**KUTIPAN HALAMAN:**
<<<<

Kabar Latuharhary

Membangun Mekanisme Pencegahan Penyiksaan di Indonesia

Kabar Latuharhary – Penyiksaan merupakan musuh semua umat manusia. Semua negara/bangsa menganggap bebas dari penyiksaan merupakan hal yang mendasar. Lima lembaga hak asasi manusia (HAM) yaitu: Komisi Nasional (Komnas) HAM; Komnas Perempuan; Komisi Perlindungan Anak  Indonesia (KPAI); Ombudsman RI (ORI) dan Lembaga Perlindungan Saksi dan Korban (LPSK) membangun mekanisme pencegahan penyiksaan melalui program “Kerja sama untuk Pencegahan Penyiksaan (KuPP) di Indonesia.” Berbagai peluang dan tantangan dihadapi oleh KuPP dalam upaya pencegahan penyiksaan di Indonesia.

Sandrayati Moniaga Komisioner Pengkajian dan Penelitian Komnas HAM  menyampaikan poin-poin pembahasan tersebut saat menjadi narasumber dalam Konsultasi Teknis Bantuan Hukum dan Standar Bimbingan Keterampilan dan Kepribadian Bagi Tahanan. Kegiatan ini diselenggarakan oleh Direktorat Jenderal Pemasyarakatan, Kementerian Hukum dan HAM RI di Merlyn Park Hotel, 6 April 2021.

Komisioner yang akrab disapa Sandra ini mengungkapkan bahwa dalam keadaan apapun, baik darurat perang maupun tidak, setiap orang harus bebas dari penyiksaan. “Tindak penyiksaan juga merupakan tindak pidana dan pelakunya harus dihadapkan ke pengadilan,” ujar Sandra.

Sandra menjelaskan beberapa landasan hukum yang menguatkan jaminan kebebasan setiap orang dari tindakan penyiksaan, yaitu: Undang-Undang Dasar 1945 Pasal 28 I (1) dan (2); Undang-Undang No. 5 Tahun 1998 tentang Pengesahan Konvensi Internasional Menentang Penyiksaan dan Perlakuan atau Penghukuman Lain yang Kejam, Tidak Manusiawi atau Merendahkan Martabat Manusia; Undang-Undang No. 39 Tahun 1999 tentang Hak Asasi Manusia; Undang-Undang No. 26 Tahun 2000 tentang Pengadilan HAM; dan Peraturan Panglima TNI Nomor: Perpang/73/IX/2010 tentang Penentangan terhadap Penyiksaan dan Perlakuan Lain yang Kejam dalam Penegakan Hukum di Lingkungan TNI.

>>>>

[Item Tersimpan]
<<<<

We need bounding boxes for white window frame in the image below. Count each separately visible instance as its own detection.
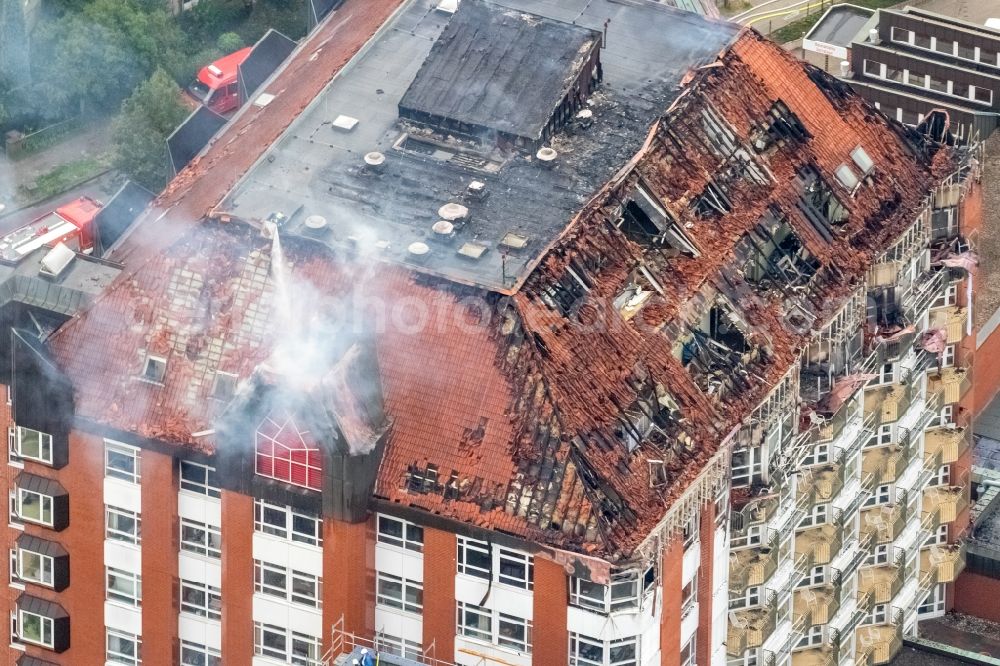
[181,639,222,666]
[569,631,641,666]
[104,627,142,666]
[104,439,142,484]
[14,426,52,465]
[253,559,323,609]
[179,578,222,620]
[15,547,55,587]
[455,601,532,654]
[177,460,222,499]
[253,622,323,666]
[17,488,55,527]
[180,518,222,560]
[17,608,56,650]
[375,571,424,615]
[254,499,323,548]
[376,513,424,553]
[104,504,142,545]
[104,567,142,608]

>>>>

**SOAL YANG DIKERJAKAN:**
(a) Tentukan apakah setiap pernyataan berikut sesuai dengan teks tentang pencegahan penyiksaan. Jawab ya atau tidak untuk masing-masing, disertai kutipan persis dari teks yang menjadi dasar jawaban. (i) Lima lembaga HAM membangun mekanisme pencegahan penyiksaan melalui program KuPP. (ii) Menurut Sandra, kebebasan dari penyiksaan hanya dijamin di luar keadaan darurat perang. (iii) Konsultasi teknis tersebut diselenggarakan oleh Komnas HAM.
(b) Lanjutkan teks tentang pencegahan penyiksaan, dimulai setelah kalimat terakhirnya.

**DAFTAR JAWABAN:**
(a)
(i) Ya: "membangun mekanisme pencegahan penyiksaan melalui program “Kerja sama untuk Pencegahan Penyiksaan (KuPP) di Indonesia.”"
(ii) Tidak: "dalam keadaan apapun, baik darurat perang maupun tidak, setiap orang harus bebas dari penyiksaan"
(iii) Tidak: "Kegiatan ini diselenggarakan oleh Direktorat Jenderal Pemasyarakatan, Kementerian Hukum dan HAM RI"

(b)
Menyoroti soal mekanisme pencegahan penyiksaan di Indonesia pada saat ini, Sandra mengungkapkan bahwa hal tersebut merupakan inisiatif bersama dari lima lembaga HAM untuk membentuk tim gabungan Kerja sama untuk Pencegahan Penyiksaan (KuPP). Tim gabungan KuPP telah menandatangani MoU pada 26 Feb 2016 dan terus bekerja sama melakukan serangkaian pertemuan dan kegiatan terkait mekanisme pencegahan penyiksaan hingga saat ini.

KuPP kemudian sepakat untuk membuat laporan bersama dengan menuliskan pengalaman pemantauan berdasarkan mandatnya masing-masing. Pemantauan dilakukan di tahanan dan tempat-tempat serupa tahanan. Dari hasil pemantauan pada lapas dan rudenim ditemukan dugaan tindak penyiksaan, pelayanan kesehatan tidak optimal, buruknya fasilitas sandang, pangan dan air bersih, isolasi tahanan melebihi batas, serta masih adanya anak-anak balita di lapas perempuan. Ada juga fenomena deret tunggu (death row) di mana penderitaan panjang antara menunggu eksekusi mati dengan kondisi penjara yang buruk juga merupakan bentuk penghukuman yang kejam. Begitu pula kondisi di panti-panti sosial serta rumah sakit jiwa, ada temuan masih tingginya penyiksaan dan perlakuan semena-mena.

Kemudian menurut Sandra, beberapa hal yang menjadi tantangan ke depan bahwa penyiksaan merupakan fenomena gunung es yang bersifat sistemik. Fenomena tersebut sebagai dampak dari belum adanya aturan larangan penyiksaan dalam KUHP dan penahanan yang terlalu panjang sebelum dibawa ke pengadilan. Selain itu, banyaknya ragam dan jumlah tempat penahanan dengan sistem pengawasan independen yang belum optimal juga dapat menjadi tantangan lain.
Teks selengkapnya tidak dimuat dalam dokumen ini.